• _Testo mostrato_
****************************************
Poche parole per raccontarci cos è il solutions journalism e perché è così importante soprattutto in questo momento storico.

Il solutions journalism riporta le risposte ai problemi. Si tratta di un approccio importante oggi perché sono numerosi gli studi che affermano come le persone si siano allontanate dalle notizie perché troppo negative e perché influiscono troppo sul loro umore. Il solutions journalism gioca un ruolo fondamentale nella società perché consente di riconnettere le persone alle persone. L’eccesso di negatività nell’informazione ha portato a una concentrazione di articoli sui problemi che ha stimolato un sensazione di impotenza nelle persone. Ma c’è un’altra ragione per cui il solutions journalism gioca un ruolo importante oggi: influenza i decision makers e ci toglie dalla tentazione di trovare scuse per non risolvere i problemi.

Perché tu personalmente credi nel solutions journalism?

Le notizie sono qualcosa di molto complesso. Dietro ogni storia ci sono più sfumature. Quando ho lavorato in Russia come giornalista, per 5 anni, leggevo le notizie che venivano date in Europa e tutto sembrava eccessivamente negativo: non era totalmente falso, ma non era nemmeno completamente vero. Si trattava per lo più di un racconto dei russi senza i russi. Credo che per noi giornalisti sia frustrante rapportarsi sempre con lo stesso tipo di storie. Spesso è sufficiente cambiare nome della città, nomi dei protagonisti e la data per avere una storia che, in realtà, assomiglia a tutte le altre. Ho sentito il bisogno di raccontare storie nuove.

La prima cosa da fare se si è un giornalista e si vuole avvicinare il solutions journalism?
****************************************
• _Estratti dei record_
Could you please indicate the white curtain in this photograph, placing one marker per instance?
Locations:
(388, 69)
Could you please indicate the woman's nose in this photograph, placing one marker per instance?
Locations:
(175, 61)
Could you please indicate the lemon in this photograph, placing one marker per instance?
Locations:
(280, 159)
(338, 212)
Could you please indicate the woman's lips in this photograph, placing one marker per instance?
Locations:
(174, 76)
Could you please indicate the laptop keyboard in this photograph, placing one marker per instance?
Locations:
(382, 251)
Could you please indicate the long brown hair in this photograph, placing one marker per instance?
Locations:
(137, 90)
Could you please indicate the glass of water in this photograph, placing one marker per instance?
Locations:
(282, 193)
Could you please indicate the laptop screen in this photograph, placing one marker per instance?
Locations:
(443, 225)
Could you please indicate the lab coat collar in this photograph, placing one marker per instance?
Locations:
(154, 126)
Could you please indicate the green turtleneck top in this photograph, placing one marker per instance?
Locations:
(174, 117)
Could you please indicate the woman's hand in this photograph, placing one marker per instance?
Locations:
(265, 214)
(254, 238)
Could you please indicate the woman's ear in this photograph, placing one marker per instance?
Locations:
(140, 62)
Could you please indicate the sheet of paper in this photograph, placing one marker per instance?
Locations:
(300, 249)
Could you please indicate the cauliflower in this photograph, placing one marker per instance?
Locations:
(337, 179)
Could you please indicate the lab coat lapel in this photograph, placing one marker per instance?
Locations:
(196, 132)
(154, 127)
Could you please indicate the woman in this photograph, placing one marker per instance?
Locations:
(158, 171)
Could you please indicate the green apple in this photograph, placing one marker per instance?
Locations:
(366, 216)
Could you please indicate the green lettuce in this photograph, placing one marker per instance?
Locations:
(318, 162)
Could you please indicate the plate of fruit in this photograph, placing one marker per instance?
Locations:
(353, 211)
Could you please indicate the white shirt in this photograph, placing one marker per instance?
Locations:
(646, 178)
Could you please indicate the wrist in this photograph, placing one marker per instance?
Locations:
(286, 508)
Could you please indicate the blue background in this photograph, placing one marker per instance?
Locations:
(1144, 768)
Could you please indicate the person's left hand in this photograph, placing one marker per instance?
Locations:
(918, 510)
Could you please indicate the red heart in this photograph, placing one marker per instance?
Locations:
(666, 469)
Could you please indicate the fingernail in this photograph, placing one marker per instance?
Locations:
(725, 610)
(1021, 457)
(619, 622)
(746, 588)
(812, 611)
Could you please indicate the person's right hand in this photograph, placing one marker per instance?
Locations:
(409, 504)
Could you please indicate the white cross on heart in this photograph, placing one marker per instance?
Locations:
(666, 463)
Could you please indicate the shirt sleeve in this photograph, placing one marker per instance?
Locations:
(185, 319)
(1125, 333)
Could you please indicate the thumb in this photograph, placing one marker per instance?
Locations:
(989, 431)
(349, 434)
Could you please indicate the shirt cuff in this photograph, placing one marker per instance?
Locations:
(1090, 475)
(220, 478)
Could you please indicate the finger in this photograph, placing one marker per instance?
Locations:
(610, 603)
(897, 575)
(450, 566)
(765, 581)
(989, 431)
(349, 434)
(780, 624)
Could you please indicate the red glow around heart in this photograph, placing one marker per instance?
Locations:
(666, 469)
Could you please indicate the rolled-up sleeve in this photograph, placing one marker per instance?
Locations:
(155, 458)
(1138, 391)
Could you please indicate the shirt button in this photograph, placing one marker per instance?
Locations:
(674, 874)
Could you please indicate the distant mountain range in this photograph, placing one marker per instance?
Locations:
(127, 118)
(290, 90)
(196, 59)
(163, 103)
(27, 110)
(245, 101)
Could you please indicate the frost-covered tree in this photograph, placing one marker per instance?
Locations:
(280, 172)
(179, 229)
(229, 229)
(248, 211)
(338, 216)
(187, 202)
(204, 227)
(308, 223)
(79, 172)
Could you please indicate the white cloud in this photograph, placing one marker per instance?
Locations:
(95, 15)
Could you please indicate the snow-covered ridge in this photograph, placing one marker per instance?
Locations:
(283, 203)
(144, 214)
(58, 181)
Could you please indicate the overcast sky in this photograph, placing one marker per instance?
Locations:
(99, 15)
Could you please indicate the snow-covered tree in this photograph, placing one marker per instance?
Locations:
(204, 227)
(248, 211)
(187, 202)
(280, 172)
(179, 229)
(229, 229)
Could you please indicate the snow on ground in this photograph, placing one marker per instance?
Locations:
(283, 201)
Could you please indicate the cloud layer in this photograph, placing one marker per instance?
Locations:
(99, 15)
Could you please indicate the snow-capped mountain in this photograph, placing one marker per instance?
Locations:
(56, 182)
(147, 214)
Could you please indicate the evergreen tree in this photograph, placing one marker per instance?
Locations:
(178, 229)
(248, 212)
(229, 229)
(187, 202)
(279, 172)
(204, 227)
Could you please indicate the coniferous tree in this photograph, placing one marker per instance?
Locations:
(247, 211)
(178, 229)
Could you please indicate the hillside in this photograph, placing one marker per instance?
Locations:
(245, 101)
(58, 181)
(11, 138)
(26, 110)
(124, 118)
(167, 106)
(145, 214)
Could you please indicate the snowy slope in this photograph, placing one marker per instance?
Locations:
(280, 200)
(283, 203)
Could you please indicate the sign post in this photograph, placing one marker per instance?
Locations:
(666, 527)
****************************************
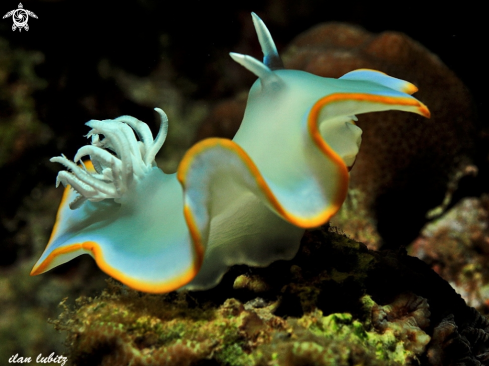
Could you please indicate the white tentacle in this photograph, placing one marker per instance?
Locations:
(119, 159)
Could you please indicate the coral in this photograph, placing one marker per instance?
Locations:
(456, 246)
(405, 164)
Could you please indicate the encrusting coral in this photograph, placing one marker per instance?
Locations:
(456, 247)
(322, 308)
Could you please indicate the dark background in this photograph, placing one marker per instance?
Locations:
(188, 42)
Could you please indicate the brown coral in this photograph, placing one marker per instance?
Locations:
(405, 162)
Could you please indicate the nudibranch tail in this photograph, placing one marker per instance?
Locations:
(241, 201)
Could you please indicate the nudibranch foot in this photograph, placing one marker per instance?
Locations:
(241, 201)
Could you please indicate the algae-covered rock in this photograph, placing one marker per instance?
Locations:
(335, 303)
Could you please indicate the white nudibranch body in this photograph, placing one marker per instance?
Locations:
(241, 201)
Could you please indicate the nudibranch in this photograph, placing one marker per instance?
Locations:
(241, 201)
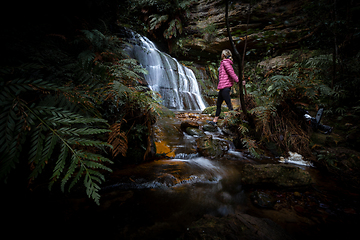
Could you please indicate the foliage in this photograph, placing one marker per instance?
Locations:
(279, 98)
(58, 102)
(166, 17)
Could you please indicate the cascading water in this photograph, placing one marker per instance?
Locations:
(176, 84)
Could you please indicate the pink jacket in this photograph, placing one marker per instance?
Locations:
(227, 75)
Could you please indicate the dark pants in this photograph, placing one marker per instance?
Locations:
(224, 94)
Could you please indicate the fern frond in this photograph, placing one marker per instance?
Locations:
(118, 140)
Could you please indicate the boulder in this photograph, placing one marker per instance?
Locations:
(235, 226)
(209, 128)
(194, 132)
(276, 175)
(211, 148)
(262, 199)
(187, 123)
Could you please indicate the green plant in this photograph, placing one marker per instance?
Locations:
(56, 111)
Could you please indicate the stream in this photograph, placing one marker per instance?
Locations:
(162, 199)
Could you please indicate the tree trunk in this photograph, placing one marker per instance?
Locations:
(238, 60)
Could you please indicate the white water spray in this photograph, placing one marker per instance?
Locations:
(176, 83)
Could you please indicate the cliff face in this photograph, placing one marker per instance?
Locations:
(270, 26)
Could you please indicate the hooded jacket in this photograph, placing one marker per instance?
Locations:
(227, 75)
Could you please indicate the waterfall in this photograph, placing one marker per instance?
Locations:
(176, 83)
****************************************
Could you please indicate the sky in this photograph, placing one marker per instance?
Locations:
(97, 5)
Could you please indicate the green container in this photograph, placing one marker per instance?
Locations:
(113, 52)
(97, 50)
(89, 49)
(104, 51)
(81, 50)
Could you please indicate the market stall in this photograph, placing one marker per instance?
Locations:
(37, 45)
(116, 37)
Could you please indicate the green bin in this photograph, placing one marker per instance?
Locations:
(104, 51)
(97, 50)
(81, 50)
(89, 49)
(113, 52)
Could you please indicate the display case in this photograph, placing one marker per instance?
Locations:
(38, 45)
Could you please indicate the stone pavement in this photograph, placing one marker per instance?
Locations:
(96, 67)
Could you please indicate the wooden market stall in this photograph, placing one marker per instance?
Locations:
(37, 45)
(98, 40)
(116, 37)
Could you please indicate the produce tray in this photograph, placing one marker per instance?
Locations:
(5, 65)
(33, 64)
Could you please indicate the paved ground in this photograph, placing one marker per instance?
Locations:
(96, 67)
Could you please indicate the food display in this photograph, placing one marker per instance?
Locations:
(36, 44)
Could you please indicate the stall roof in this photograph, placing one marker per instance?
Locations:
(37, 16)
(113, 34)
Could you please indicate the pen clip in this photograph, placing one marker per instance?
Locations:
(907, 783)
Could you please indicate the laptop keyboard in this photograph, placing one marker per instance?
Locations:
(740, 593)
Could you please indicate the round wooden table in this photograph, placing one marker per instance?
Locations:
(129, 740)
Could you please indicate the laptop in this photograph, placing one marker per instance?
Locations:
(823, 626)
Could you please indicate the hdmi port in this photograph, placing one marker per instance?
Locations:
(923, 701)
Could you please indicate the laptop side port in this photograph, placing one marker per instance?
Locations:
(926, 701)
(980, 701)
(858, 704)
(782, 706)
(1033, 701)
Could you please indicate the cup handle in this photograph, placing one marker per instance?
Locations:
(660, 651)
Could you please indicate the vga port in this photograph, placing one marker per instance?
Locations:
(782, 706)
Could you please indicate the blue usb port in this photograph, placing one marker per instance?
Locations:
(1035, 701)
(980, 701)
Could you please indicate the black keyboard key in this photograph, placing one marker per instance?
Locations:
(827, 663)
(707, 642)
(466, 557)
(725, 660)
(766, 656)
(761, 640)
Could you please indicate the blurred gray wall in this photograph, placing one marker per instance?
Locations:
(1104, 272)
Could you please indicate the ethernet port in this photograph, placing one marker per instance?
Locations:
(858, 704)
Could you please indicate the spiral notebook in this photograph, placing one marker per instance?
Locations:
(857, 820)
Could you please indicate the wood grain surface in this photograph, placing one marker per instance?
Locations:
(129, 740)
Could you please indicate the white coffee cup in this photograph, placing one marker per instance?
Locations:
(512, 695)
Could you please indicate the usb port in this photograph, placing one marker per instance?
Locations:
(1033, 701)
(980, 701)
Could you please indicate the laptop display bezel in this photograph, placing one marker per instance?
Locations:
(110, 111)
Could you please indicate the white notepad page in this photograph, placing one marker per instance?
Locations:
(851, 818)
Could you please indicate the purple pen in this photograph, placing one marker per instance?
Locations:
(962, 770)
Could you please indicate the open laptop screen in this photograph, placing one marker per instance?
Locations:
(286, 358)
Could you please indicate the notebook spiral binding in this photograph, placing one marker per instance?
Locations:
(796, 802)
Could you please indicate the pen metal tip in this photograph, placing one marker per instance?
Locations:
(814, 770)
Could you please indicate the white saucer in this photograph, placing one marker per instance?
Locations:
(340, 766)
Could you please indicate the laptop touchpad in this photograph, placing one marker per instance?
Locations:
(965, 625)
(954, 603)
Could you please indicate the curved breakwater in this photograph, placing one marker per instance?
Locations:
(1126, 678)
****************************************
• _Consegna_
Puoi proseguire l'intervista sul solutions journalism partendo dall'ultima frase riportata?

• _Risposta alla consegna_
Il primo aspetto fondamentale è comprendere a fondo che non si tratta di giornalismo positivo ma di un giornalismo che ha un suo approccio critico. Questo ci porta a porci domande che vanno più a fondo nei fatti: ci sono sfumature che nessuno ha raccontato di questa storia? Chi sta facendo meglio? Nel caso, poi, di storie che partono dai dati è interessante rintracciare la devianza positiva: dove le cose stanno funzionando? Quello può diventare il punto di partenza del racconto.

La prima cosa da fare se si è studenti di giornalismo interessati al solutions journalism

Credo che l’approccio migliore sia quello di tenere a mente che non è necessario focalizzarsi sulla storia ma è importante allargare la visuale per cogliere ciò che è meno evidente.

Quando non è possibile fare solutions journalism?

Sicuramente nelle breaking news che hanno un taglio lampo che non approfondisce. Però è possibile lanciare una notizia e poi prendersi il tempo per tornare indietro, osservare raccontare.

E invece, quando è necessario?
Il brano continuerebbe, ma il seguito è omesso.